▶ **Quoted passage**
------------------------------------------------------------------------
Although the accuracy of these pig temperature detection methods based on target detection models is high, the models, such as Faster-RCNN and Yolov5, have problems including large model size, a large number of parameters, and low real-time performance, which leads to the high requirements of the detection model for the hardware platform, and it is difficult to be transplanted to mobile or embedded terminal devices for practical applications. As a classic one-stage target detection model, Yolov8n is characterized by the smallest model size and the smallest number of parameters among the five versions of Yolov8. In this case, it is easier to be embedded in edge devices[34]. In addition, the convolutional layer module can extract feature information in the image, hence effectively improving the accuracy of model detection. Due to the attention mechanism module, the model can focus on the expression of valid feature information and attenuate the interference of invalid feature information. As a key step in target localization performance, the bounding box regression loss function can accelerate the convergence speed of the model, thus enhancing the target localization accuracy.

1.3. Objectives

With the proposal of the deformable convolutional layer module and bounding box regression loss function, as well as the attention to vital features by the attention mechanism module, it is necessary for this study to improve the lighter weight pig temperature site detection model Yolov8n with the help of these innovative techniques, and thus, it can achieve stronger robustness, higher accuracy, and better real-time performance, which can be applied to satisfy the portable pig temperature inspection in the intensive farming scenario.


The YOLOv8n target detection model consists of three main components: the backbone network, the neck network, and the predictive output header. The backbone network of the YOLOv8n model employs an enhanced CSPDarkNet53 structure, which down-samples the input features to generate five different scale features. Figure 1A illustrates the structure of the backbone network, which employs the Cross-Scale Part (CSP) module in the original design. However, in this study, the Deformable Cross-Stage Partial Network fusion (DC2f) module is involved instead. The DC2f module is connected by a gradient shunt to improve the information flow of the feature extraction network while maintaining computational efficiency [Figure 1B]. The Deformable Cross-Stage Partial Network (DCBS) module uses a convolution operation on the input data [Figure 1C], followed by batch normalization and activation using the Sigmoid Linear Unit (SiLU). To achieve adaptive-size output, the backbone network incorporates the Spatial Pyramid Pooling Fast (SPPF) module, which pools the input feature maps onto a fixed-size map. Different from the Spatial Pyramid Pooling (SPP) structure[35], SPPF reduces computational effort and latency by sequentially connecting the three largest pooling layers [Figure 1D].
------------------------------------------------------------------------
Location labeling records
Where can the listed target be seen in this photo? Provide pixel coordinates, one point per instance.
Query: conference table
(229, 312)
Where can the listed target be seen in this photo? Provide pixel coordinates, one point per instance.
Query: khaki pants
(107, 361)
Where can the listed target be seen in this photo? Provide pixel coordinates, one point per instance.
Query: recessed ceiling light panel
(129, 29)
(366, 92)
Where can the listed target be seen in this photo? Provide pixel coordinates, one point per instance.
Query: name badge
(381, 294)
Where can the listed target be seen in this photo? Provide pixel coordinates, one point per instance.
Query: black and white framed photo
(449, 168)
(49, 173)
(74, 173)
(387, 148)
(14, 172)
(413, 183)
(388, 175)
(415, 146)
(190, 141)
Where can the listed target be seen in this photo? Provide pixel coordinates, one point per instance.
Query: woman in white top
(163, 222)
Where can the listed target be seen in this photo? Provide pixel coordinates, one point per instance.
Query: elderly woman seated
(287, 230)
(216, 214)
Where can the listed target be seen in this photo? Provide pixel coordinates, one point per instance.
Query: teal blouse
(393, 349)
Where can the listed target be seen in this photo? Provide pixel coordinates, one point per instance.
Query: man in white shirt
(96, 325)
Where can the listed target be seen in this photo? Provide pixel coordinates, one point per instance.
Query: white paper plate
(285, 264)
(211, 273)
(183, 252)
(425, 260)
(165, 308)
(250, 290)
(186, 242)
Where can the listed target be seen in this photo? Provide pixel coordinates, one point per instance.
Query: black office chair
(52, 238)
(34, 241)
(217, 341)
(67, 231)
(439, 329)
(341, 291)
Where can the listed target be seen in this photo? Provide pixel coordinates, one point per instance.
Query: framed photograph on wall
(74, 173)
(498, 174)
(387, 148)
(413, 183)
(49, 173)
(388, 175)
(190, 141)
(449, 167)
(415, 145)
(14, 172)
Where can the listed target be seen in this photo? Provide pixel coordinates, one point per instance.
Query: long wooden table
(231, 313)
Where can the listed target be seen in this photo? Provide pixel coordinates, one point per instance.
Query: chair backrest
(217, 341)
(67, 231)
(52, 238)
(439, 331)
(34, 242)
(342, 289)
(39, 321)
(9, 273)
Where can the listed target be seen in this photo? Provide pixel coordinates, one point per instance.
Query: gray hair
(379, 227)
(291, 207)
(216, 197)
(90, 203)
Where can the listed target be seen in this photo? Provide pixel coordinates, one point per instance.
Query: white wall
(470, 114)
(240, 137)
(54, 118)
------------------------------------------------------------------------
▶ **To-do list**
a – Select every line of the listing that contains the word "woman" and copy those lines out.
b – Go on with the passage about pig temperature site detection with YOLOv8n, starting after its last sentence.

▶ **Answers for the exercise**
a –
Query: woman in white top
Query: elderly woman seated

b –
Pig-ear detection from the thermal infrared image based on improved YOLOv8n

Figure 1. Structure of the YOLOv8n-DMF model.

Incorporating the Path Aggregation Network (PAN) concept, YOLOv8n uses a PAN-Feature Pyramid Network (PAN-FPN)[36,37] structure in the neck, as presented in Figure 1E. Unlike the neck structures of YOLOv5 and YOLOv7 models, YOLOv8n removes the convolution operation following up-sampling in the PAN structure, causing a lightweight model without sacrificing performance. PAN-FPN employs top-down and bottom-up network structures to leverage the combination of shallow positional and deeper semantic information through feature fusion, which can thus ensure the diversity and comprehensiveness of features.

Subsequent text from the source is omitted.